Available data Start Marker

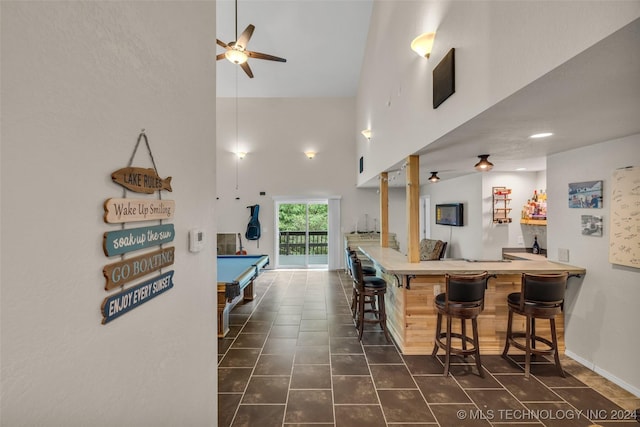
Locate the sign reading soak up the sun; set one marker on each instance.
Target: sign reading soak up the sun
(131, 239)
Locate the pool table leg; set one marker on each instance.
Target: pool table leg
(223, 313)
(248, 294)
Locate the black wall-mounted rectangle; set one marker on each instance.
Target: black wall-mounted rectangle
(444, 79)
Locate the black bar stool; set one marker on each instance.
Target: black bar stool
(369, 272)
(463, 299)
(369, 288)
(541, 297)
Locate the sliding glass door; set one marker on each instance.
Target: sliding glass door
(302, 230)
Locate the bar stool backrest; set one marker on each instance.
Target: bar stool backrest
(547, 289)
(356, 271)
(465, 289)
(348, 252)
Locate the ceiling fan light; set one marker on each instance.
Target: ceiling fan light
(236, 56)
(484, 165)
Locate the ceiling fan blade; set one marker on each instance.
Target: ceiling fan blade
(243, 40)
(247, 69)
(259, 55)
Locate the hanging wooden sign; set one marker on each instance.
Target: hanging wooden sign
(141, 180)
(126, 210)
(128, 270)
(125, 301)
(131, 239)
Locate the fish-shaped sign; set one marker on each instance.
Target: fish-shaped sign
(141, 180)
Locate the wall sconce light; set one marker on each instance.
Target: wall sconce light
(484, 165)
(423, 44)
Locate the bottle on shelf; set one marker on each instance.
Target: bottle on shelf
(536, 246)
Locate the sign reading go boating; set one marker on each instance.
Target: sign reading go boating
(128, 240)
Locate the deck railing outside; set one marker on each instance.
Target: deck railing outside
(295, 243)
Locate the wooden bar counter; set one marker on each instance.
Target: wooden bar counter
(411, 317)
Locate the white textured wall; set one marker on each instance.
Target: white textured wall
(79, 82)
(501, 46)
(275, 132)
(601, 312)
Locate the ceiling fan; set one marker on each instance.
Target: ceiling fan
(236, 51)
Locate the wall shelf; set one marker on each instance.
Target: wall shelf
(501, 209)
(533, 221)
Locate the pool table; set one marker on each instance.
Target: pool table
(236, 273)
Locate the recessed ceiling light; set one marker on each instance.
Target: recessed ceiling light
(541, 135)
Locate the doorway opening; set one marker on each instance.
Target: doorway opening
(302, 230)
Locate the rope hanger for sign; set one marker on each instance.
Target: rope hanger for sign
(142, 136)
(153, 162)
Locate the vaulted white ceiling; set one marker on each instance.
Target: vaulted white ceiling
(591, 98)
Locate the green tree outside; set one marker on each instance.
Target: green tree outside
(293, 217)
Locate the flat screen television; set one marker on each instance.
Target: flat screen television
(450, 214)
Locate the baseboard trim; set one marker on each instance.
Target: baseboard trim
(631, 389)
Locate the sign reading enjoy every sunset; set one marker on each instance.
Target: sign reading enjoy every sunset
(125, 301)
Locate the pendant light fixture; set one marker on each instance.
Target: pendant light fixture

Available data End Marker
Available data Start Marker

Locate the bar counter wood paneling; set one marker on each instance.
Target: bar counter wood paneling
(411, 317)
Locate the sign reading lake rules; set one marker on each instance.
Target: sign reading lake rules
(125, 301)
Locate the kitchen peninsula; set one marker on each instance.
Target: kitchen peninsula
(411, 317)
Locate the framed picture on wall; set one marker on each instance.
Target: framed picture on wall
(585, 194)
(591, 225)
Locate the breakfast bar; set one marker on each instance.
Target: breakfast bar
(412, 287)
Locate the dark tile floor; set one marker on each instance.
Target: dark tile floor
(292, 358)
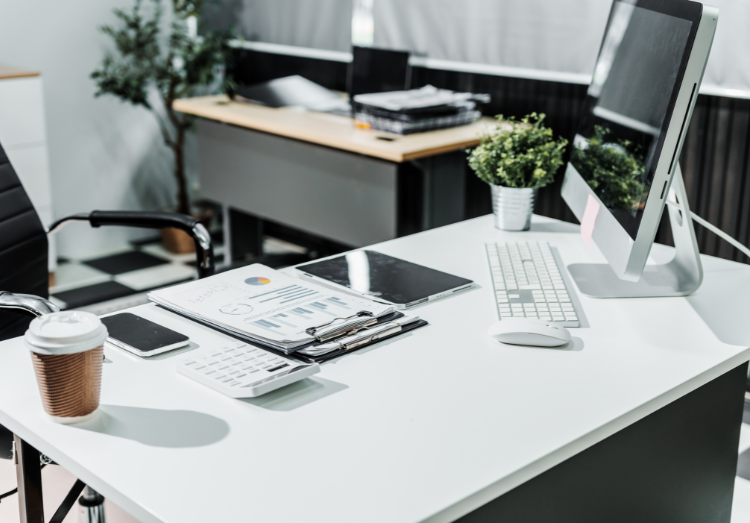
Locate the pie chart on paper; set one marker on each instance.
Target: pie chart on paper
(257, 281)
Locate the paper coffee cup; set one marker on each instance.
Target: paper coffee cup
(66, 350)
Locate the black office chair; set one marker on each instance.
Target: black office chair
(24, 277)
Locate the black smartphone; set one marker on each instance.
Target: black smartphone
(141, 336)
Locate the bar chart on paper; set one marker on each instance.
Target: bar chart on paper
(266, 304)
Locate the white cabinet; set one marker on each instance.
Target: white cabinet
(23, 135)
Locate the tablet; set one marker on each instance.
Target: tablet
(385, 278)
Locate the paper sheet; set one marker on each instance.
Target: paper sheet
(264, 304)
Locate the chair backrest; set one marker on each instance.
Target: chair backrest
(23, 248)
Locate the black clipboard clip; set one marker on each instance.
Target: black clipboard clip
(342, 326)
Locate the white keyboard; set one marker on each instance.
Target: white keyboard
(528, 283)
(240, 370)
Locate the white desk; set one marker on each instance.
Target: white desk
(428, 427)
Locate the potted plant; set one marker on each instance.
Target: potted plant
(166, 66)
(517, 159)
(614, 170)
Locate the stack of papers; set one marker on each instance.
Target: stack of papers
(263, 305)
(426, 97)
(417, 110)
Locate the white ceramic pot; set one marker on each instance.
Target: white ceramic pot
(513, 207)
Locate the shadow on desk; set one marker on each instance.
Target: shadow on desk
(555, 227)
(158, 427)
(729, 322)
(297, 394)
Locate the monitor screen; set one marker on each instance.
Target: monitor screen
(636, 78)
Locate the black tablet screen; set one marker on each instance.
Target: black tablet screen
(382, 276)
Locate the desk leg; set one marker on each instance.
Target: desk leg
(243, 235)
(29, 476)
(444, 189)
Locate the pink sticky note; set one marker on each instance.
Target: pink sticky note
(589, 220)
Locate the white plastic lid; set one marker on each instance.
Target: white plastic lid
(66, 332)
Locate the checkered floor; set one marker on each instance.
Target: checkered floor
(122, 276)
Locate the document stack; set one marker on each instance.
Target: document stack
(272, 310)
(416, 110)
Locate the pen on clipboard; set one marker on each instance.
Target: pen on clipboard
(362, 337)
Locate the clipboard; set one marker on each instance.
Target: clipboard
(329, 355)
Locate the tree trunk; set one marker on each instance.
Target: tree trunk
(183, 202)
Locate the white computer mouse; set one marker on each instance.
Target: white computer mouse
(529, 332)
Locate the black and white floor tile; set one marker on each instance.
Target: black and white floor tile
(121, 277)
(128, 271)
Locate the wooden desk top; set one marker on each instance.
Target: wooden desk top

Available data End Marker

→ **Task directions**
Please, from the entries above, set down exactly the lines from the one containing "Locate the sign reading soak" through the one containing "Locate the pool table;", and only those.

→ **Answer space**
Locate the sign reading soak up the sun; set one marker on each instance.
Target: sign reading soak up the sun
(131, 239)
Locate the pool table leg; set one marker on each instance.
Target: pool table leg
(223, 313)
(248, 294)
Locate the black wall-mounted rectangle; set one marker on each instance.
Target: black wall-mounted rectangle
(444, 79)
Locate the black bar stool; set one marker on each instance.
Target: black bar stool
(369, 272)
(463, 299)
(369, 288)
(541, 297)
Locate the sliding glass door; set one marker on each instance.
Target: sliding glass door
(302, 230)
Locate the bar stool backrest; set one marker on each instance.
Target: bar stool backrest
(547, 289)
(356, 271)
(465, 289)
(348, 252)
Locate the ceiling fan light; set one marker on each instance.
Target: ceiling fan light
(236, 56)
(484, 165)
Locate the ceiling fan blade; set one marker on each instance.
Target: ceiling fan blade
(243, 40)
(247, 69)
(259, 55)
Locate the hanging wooden sign; set one marker on each instance.
Target: hanging wooden sign
(141, 180)
(126, 210)
(128, 270)
(125, 301)
(131, 239)
Locate the fish-shaped sign; set one marker on each instance.
Target: fish-shaped sign
(141, 180)
Locate the wall sconce light; set one marker on each instance.
Target: wall sconce light
(484, 165)
(423, 44)
Locate the bottle on shelf; set one marker on each instance.
Target: bottle on shelf
(536, 246)
Locate the sign reading go boating; set one marker on each instance.
Target: sign reading go boating
(128, 240)
Locate the deck railing outside; set one marker on each instance.
Target: deck railing outside
(295, 243)
Locate the wooden bar counter; set one marker on each instance.
Target: wooden bar counter
(411, 317)
Locate the white textured wall; set one marker on each instance.
Target: white textured wall
(79, 82)
(501, 46)
(275, 132)
(601, 312)
Locate the ceiling fan; set one marker on each instance.
Target: ceiling fan
(236, 51)
Locate the wall shelf; set one marker on each instance.
Target: wall shelf
(501, 209)
(533, 221)
Locate the pool table; set one marker on each instance.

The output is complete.